**Problem description**
Transcribe only part of the material below: the lines from the one containing "In this exercise you will indicate the green-brown" through the one containing "Target: green-brown stem", inclusive, exactly as written.

**Task data**
- - -
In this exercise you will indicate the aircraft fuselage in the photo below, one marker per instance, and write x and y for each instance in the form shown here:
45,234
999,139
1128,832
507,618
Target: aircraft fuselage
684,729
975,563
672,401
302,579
- - -
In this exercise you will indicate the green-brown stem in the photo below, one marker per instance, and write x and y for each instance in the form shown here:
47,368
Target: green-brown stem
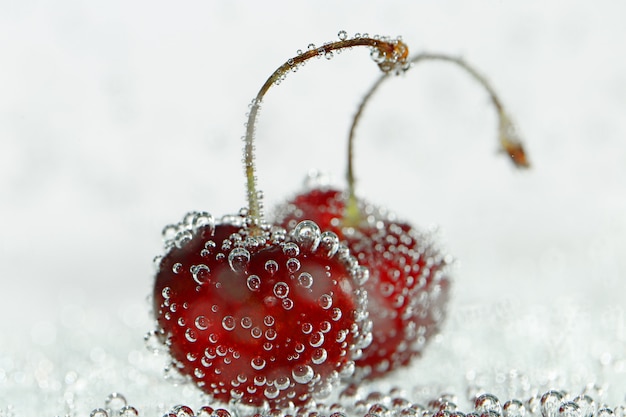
- - -
**Answer box**
In this exercise you will indicate the green-brown stem in the photo below, one marker per instance, and write x and y for each instance in the form shown here:
47,368
Target: green-brown stem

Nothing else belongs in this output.